** Text excerpt follows **

The idea that numbers never lie is a lie unto itself. Numbers can obfuscate, they can mislead, and they can be the results of faulty equations—garbage in, garbage out, as they say in the computer science field. In the field of ophthalmology, one of the most evident instances of numbers’ less-than-truthfulness lies in the measurement of intraocular pressure, or IOP. Measuring IOP is integral to screening for glaucoma—the loss of vision due to damage of the optic nerve. This damage most often occurs when insufficient drainage of fluid in the eye places pressure upon the nerve. To detect the likelihood of this damage, eye doctors use tonometers to measure this pressure, but due to instrumental error or patient variation, the numbers can, in some sense, lie. While getting the perfect tonometer reading may not be possible, these ways to improve intraocular pressure measurement accuracy help ophthalmologists get closer to the truth.
Use Goldmann When Possible
The Goldmann applanation tonometer is the gold standard of IOP measurement. The Goldmann tonometer works by making direct contact with the surface of the eye and measuring the resistance of the probe while the patient is seated before the tonometer. Goldmann tonometers provide the highest accuracy and should be the first choice of ophthalmologists to seek the most accurate reading. However, placement before a Goldmann tonometer is not for everyone, and for those patients, a handheld tonometer, such as the Tono-Pen, is an alternative, albeit a less accurate one.

** End of Text excerpt **

Task directions:
According to the text on intraocular pressure measurement, which instrument is the gold standard for measuring IOP?

** Exercise data follows **

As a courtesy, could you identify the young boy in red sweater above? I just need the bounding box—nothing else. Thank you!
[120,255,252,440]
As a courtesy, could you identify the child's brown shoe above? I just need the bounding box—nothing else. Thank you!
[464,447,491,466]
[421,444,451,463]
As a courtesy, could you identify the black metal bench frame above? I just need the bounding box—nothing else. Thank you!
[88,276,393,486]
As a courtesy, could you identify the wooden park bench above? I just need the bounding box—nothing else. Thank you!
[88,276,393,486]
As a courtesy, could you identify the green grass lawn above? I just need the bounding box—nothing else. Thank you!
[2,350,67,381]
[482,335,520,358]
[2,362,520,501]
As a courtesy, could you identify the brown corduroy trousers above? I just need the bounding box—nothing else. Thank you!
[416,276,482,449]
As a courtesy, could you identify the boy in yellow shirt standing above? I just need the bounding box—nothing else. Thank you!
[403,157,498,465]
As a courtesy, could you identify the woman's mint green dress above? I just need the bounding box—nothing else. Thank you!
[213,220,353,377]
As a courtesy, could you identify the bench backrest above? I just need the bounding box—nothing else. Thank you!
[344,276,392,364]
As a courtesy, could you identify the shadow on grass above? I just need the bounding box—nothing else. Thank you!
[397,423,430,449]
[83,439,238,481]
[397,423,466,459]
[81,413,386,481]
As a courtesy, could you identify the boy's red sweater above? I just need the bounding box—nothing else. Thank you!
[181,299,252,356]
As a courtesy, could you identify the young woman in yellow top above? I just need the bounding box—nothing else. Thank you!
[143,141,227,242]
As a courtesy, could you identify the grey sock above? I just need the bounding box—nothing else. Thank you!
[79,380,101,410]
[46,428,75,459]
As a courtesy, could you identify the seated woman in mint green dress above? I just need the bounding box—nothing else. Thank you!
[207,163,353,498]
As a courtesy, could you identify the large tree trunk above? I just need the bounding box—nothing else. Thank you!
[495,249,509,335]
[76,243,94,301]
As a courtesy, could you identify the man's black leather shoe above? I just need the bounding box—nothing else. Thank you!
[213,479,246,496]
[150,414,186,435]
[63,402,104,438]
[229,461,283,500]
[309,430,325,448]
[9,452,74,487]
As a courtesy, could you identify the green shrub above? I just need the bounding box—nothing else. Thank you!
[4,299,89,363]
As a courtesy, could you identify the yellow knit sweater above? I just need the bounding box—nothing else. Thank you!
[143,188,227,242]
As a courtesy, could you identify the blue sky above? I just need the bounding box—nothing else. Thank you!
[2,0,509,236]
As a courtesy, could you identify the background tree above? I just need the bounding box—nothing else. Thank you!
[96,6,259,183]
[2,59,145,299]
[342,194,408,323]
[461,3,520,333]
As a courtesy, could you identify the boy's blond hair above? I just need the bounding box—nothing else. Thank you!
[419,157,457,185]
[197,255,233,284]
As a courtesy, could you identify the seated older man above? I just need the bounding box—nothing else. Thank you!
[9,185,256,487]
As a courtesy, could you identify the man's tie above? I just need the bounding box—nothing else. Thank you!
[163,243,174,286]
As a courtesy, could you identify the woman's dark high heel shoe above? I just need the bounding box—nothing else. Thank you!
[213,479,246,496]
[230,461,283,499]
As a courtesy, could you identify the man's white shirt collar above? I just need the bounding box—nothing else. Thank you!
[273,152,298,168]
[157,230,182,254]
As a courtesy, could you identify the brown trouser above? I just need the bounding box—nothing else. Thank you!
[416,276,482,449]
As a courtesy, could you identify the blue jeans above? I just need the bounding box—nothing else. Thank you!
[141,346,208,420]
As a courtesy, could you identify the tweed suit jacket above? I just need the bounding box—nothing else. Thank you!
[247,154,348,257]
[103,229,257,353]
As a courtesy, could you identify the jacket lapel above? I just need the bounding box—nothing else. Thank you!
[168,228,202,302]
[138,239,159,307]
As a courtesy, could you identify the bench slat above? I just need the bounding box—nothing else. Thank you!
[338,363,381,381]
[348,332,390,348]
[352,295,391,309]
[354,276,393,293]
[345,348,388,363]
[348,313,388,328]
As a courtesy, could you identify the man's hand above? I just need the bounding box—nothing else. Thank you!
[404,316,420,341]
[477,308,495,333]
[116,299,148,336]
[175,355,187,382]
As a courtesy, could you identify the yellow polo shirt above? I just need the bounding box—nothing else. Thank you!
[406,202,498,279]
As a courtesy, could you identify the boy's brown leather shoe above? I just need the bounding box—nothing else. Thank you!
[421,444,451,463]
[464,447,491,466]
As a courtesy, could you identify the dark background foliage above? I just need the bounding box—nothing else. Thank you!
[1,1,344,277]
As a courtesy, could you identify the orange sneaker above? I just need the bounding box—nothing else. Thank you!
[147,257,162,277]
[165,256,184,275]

** End of Exercise data **

Exercise result:
The Goldmann applanation tonometer.